• **WORK INSTRUCTIONS**:
Only the lines from the one containing "reads [[301, 238]]." to the end of the records belong in the output; print them exactly.

• **DATA TO PROCESS**:
==========

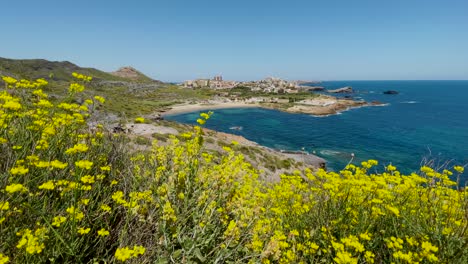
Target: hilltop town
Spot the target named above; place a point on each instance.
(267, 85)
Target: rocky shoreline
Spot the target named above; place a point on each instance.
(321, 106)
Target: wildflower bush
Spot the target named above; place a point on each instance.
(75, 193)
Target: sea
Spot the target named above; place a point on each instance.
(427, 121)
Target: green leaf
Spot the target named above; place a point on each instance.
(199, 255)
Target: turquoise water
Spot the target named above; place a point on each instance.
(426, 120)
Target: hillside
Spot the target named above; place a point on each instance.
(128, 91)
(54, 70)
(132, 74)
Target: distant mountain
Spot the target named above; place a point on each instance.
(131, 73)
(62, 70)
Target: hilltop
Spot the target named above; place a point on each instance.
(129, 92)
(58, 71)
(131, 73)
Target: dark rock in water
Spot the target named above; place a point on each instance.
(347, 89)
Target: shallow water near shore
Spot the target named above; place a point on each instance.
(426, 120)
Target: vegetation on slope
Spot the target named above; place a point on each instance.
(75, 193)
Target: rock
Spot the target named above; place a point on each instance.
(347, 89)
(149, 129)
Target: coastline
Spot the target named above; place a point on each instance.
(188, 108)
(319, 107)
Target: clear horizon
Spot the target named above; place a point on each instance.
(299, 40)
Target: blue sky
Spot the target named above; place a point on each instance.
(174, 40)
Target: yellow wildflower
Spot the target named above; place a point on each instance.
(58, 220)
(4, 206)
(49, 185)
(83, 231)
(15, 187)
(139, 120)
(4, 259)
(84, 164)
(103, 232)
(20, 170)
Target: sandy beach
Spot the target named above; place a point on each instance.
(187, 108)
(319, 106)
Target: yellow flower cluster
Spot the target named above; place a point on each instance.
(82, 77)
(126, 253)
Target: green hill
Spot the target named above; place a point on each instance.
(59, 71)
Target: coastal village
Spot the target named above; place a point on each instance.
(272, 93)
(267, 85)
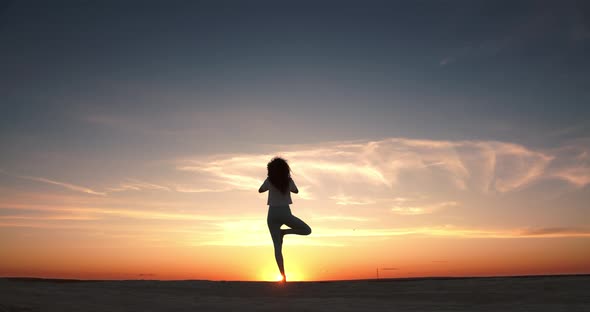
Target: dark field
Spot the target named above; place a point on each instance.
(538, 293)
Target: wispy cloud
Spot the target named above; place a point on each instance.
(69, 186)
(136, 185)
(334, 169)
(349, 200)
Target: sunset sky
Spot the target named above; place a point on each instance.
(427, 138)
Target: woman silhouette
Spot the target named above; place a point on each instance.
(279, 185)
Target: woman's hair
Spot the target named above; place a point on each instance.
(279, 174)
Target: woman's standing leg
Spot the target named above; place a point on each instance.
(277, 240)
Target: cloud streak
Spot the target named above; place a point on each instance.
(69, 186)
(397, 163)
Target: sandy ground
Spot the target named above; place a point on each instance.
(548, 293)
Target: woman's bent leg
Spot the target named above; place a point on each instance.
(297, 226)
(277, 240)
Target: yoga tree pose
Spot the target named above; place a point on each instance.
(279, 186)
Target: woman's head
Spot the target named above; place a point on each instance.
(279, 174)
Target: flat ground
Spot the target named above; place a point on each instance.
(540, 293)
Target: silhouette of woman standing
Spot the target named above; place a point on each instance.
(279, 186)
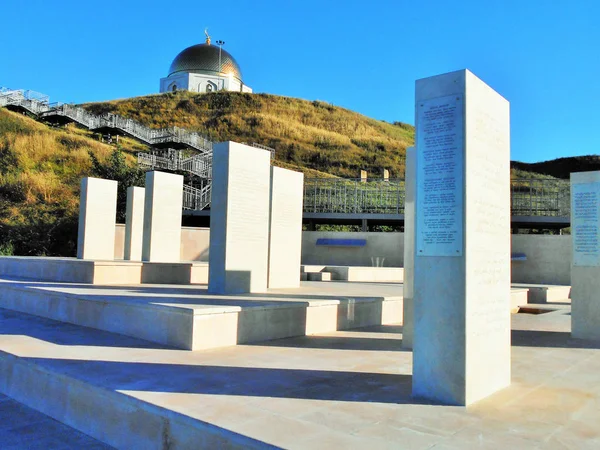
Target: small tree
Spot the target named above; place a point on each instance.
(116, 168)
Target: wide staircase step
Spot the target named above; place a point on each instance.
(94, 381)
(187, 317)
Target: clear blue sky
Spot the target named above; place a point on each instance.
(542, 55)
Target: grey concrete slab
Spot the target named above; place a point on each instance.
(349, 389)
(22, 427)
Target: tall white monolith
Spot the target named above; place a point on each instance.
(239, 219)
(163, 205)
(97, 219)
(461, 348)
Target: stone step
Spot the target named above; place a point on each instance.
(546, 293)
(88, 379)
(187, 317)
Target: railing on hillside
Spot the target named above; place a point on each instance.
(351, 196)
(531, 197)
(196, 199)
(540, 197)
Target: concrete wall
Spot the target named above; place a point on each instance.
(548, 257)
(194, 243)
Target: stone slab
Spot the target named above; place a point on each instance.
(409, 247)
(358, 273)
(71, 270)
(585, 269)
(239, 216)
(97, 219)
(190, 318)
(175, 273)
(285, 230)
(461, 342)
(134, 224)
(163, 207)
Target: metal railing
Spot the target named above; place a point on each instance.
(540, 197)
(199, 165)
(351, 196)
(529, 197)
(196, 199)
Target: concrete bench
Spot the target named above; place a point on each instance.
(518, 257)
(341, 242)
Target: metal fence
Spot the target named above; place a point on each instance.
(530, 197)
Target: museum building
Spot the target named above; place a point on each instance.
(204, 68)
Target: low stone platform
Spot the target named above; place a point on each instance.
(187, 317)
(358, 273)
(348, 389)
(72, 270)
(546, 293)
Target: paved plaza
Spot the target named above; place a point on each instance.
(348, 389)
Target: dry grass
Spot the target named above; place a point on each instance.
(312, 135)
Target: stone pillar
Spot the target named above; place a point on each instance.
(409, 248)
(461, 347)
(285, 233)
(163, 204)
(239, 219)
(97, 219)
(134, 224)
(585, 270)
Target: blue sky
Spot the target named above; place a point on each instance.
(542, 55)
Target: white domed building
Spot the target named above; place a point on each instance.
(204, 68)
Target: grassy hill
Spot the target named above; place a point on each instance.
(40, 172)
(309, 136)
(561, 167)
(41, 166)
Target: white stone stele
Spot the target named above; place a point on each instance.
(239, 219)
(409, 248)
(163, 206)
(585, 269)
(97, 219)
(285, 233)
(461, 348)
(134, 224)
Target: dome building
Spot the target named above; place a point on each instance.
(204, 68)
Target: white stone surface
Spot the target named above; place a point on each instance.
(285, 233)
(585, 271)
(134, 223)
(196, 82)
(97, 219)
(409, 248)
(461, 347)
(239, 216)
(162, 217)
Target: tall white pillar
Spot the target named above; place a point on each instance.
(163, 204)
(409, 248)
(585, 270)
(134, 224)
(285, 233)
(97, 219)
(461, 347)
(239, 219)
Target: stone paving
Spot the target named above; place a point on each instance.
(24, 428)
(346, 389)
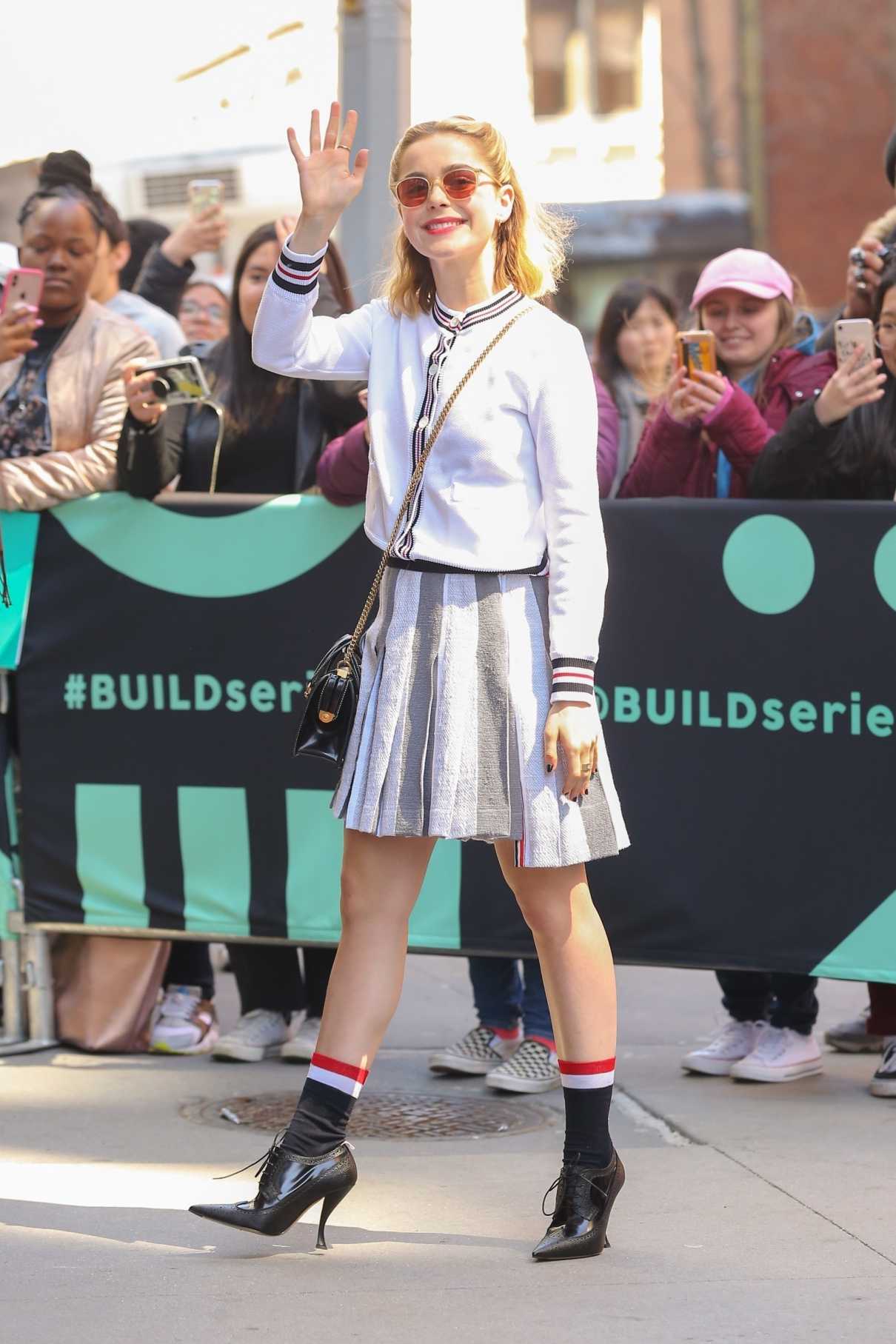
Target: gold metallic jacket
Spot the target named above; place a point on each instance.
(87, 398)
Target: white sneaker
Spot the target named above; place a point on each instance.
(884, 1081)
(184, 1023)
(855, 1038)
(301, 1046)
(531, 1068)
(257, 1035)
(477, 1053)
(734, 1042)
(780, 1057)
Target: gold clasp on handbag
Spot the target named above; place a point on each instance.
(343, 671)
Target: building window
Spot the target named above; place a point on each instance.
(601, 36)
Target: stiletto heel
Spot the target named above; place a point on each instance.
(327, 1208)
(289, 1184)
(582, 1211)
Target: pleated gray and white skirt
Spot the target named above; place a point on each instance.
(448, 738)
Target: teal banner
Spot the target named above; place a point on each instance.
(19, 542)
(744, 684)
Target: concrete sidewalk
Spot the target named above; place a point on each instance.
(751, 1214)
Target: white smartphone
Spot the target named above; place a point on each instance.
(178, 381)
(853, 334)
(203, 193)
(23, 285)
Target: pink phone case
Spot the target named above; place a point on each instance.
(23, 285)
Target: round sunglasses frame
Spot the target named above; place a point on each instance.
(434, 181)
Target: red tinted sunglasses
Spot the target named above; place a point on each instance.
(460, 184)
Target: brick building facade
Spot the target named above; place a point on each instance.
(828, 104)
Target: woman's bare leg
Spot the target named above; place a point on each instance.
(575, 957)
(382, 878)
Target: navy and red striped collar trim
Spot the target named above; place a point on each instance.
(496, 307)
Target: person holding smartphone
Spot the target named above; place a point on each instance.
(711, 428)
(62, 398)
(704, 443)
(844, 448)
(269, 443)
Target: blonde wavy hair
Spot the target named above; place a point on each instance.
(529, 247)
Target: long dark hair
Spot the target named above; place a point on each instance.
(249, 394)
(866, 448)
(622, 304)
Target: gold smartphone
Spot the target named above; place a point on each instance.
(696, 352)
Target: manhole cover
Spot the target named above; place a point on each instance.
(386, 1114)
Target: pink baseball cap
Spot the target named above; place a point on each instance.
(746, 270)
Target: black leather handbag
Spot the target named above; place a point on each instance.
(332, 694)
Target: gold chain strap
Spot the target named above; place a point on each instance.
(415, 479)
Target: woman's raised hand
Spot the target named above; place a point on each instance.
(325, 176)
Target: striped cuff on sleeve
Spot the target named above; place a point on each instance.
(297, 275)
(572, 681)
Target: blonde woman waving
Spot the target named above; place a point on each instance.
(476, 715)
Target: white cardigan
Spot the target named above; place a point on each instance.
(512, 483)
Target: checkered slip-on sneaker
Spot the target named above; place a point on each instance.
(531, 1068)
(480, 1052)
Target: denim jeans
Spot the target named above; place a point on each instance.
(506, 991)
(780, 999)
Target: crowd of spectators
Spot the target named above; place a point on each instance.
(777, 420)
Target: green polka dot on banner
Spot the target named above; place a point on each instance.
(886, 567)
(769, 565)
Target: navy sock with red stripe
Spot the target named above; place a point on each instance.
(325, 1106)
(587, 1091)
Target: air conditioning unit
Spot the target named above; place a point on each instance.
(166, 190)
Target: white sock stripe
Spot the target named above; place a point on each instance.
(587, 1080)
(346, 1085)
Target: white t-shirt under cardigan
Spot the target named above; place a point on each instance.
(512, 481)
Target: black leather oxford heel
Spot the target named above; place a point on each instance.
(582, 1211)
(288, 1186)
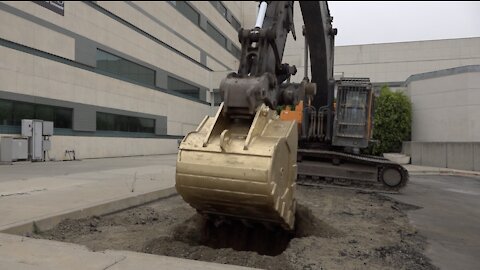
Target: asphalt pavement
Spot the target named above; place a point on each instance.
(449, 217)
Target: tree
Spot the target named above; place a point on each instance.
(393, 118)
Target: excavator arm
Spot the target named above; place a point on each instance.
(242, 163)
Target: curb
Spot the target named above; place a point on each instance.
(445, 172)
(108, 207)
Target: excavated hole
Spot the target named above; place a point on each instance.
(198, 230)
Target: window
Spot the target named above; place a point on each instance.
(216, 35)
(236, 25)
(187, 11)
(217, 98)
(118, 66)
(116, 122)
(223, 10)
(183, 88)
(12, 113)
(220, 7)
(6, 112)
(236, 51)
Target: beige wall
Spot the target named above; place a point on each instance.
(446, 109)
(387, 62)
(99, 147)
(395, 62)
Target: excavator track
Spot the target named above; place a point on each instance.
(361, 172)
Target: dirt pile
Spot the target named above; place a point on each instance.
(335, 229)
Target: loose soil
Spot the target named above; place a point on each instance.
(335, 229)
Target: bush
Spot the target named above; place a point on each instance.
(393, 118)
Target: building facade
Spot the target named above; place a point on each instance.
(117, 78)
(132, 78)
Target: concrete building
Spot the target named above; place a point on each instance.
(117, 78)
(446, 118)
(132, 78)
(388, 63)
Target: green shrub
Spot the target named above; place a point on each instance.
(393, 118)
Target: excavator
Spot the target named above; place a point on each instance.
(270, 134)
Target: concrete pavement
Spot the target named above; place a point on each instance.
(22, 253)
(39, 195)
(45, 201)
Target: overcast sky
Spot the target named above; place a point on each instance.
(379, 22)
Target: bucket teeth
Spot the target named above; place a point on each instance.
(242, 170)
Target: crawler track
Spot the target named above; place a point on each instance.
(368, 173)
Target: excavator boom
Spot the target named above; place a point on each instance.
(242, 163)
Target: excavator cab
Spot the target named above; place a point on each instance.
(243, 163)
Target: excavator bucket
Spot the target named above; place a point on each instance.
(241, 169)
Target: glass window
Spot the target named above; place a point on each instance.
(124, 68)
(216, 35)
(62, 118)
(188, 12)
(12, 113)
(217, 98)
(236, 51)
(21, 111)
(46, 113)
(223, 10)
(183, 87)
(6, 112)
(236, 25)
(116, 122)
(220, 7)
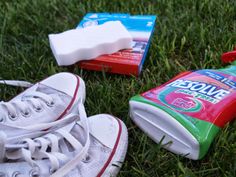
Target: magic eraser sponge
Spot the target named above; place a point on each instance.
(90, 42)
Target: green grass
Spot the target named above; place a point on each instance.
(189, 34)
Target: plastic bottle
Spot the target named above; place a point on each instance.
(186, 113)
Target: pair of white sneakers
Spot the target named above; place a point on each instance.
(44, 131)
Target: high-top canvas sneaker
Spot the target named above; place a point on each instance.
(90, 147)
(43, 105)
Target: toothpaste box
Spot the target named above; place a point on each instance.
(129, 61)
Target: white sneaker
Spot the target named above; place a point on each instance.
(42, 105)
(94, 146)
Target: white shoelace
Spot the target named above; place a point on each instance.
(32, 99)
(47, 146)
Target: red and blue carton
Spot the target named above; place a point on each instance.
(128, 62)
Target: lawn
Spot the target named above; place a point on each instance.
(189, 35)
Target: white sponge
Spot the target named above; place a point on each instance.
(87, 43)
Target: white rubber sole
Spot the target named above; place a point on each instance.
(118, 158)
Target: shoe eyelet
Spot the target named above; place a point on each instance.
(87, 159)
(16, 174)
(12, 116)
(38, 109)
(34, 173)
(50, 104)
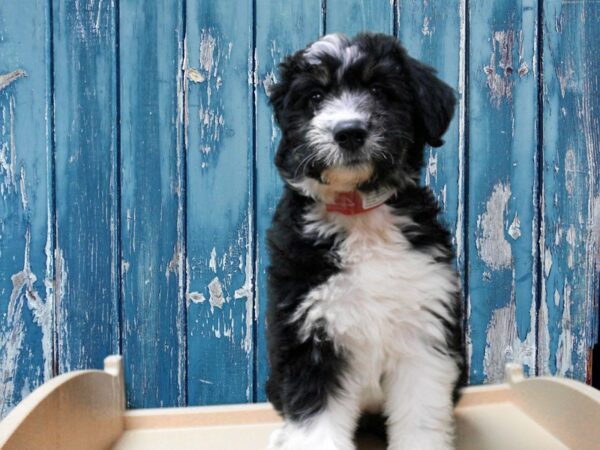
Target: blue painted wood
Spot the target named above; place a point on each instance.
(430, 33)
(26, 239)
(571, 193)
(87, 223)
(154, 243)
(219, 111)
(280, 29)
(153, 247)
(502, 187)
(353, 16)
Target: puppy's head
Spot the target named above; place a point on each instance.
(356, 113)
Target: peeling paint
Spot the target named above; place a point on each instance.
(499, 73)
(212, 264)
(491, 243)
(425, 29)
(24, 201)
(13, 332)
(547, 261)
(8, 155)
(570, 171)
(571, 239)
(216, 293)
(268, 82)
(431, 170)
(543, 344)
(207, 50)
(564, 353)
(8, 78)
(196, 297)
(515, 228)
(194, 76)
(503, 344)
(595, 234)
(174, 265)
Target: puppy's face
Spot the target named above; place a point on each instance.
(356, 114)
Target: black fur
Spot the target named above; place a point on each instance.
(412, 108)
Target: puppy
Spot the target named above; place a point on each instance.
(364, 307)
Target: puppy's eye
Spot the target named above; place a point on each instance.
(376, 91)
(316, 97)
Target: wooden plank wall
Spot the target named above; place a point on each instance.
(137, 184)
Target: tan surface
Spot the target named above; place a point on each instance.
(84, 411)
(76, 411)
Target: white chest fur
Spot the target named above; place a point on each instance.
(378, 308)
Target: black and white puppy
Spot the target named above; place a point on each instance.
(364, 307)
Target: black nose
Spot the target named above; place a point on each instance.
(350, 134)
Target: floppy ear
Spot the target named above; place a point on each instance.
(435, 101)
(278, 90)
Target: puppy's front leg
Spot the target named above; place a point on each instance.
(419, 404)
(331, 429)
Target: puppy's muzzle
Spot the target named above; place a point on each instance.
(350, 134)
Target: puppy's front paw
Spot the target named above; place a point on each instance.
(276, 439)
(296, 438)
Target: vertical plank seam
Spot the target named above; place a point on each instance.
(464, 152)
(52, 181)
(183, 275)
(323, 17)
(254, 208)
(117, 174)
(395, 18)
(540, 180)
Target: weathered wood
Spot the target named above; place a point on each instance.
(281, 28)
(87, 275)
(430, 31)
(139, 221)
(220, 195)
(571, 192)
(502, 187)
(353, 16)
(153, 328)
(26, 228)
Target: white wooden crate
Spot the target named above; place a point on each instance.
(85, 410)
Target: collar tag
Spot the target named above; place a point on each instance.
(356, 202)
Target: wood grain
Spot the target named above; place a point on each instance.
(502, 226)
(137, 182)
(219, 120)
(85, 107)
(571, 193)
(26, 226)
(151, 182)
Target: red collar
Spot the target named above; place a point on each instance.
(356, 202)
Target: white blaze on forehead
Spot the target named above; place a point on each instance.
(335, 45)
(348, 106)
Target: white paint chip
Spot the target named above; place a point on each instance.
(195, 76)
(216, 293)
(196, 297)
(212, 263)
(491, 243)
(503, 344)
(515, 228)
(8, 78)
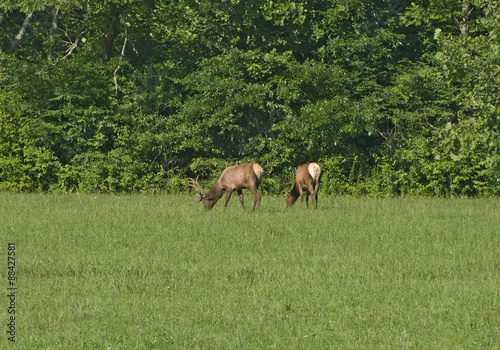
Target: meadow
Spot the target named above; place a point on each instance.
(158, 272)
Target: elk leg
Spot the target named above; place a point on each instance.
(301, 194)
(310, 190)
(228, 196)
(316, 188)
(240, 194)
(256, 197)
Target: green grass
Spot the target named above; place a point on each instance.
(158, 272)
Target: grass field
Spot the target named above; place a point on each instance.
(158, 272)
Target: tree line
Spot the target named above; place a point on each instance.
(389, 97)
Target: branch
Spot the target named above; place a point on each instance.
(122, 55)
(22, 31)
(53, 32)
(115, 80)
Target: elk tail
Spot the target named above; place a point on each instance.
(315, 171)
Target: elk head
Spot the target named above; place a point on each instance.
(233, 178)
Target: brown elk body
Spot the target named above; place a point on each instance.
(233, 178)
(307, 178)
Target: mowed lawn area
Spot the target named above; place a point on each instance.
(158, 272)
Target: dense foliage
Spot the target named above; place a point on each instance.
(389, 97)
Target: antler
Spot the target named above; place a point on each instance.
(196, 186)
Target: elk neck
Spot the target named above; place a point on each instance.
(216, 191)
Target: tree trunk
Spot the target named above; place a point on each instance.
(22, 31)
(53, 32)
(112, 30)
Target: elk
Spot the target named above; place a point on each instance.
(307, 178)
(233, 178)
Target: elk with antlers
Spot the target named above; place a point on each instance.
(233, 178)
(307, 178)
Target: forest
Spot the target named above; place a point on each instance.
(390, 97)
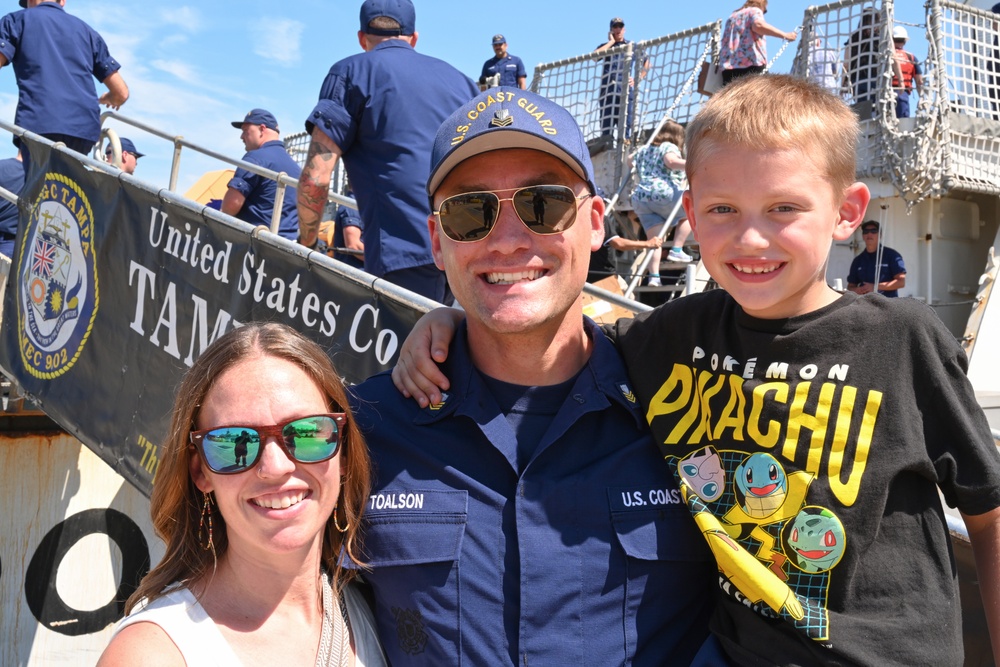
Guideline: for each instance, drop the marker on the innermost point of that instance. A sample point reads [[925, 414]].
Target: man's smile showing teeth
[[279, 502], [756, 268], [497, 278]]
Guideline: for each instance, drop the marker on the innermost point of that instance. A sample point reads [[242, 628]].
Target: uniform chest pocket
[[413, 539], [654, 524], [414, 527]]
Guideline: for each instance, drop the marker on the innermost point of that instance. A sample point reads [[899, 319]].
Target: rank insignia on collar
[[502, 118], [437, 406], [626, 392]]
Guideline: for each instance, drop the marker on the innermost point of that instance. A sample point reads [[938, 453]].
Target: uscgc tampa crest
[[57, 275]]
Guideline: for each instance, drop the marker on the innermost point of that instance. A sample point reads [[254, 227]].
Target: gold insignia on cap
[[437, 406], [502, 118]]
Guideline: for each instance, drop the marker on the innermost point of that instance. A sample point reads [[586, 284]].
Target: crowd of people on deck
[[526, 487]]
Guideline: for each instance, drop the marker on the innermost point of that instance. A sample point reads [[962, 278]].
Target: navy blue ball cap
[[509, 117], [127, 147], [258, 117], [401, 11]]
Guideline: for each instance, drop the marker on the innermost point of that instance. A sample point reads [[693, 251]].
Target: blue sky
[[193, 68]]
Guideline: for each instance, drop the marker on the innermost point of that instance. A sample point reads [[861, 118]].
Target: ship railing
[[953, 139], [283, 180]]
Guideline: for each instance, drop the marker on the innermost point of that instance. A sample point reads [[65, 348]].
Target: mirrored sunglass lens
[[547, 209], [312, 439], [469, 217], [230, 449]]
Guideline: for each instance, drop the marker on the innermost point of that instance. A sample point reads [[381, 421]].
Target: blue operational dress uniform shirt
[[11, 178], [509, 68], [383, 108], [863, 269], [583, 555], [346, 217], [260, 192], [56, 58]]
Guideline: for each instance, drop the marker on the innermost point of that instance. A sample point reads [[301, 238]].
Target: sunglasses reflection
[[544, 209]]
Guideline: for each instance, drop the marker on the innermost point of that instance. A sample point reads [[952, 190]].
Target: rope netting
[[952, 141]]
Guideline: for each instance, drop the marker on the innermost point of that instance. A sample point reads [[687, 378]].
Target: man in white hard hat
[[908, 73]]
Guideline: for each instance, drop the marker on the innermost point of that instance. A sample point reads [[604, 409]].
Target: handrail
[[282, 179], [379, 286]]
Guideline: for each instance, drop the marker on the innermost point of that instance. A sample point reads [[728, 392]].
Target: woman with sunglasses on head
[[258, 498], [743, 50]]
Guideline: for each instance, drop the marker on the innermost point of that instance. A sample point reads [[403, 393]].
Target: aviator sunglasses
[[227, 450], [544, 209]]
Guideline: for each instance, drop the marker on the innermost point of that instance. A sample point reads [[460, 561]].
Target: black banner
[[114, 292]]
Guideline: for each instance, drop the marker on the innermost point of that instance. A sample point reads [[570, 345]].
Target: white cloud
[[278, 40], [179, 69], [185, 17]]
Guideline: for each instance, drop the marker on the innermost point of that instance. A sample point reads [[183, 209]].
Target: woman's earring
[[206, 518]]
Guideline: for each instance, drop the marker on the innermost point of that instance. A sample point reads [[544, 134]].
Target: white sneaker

==========

• **COMPLETED TASK**:
Guideline: for each instance, drop the marker on the innermost point of that instance. A sample point reads [[301, 238]].
Target: sunglasses reflection
[[544, 209]]
Guideline: for each instance, drop the marker on the innermost point of that instance. A sample point reads [[952, 190]].
Target: rope netting
[[952, 141]]
Guideline: for each instance, drop the marker on the innermost point of that instance. A sample point reads [[687, 378]].
Target: man in white hard hat
[[908, 73]]
Guideline: for each instance, drop the marker on the innermost point of that instance. A sample point reads [[604, 409]].
Target: handrail
[[282, 179], [379, 286]]
Guideline: for each instance, drop the marker on the innermost point of that instance. A sample point reads [[728, 392]].
Target: woman with sunglasses on head
[[258, 498], [743, 50]]
Guideline: for each instance, drop the marker on the innermost point of that instance. A sample point reads [[403, 393]].
Target: aviator sunglasses
[[227, 450], [544, 209]]
Guideline: for each instance, drop the marker on the innermost point of that instance. A sample point reads [[460, 561]].
Target: black banner
[[114, 292]]
Guideline: for each instance, drop the marker on the innermost point of that instance. A sample point reads [[570, 345]].
Target: white cloud
[[278, 40], [179, 69], [185, 17]]
Guideline: for each instance, drop the marker on the innermost point of that instance. A sample point reads [[183, 209]].
Target: woman's earring
[[206, 518]]
Guideline: for each instance, drop the marker on the innermost point of that instance. A sample point reads [[544, 134]].
Target: white sneaker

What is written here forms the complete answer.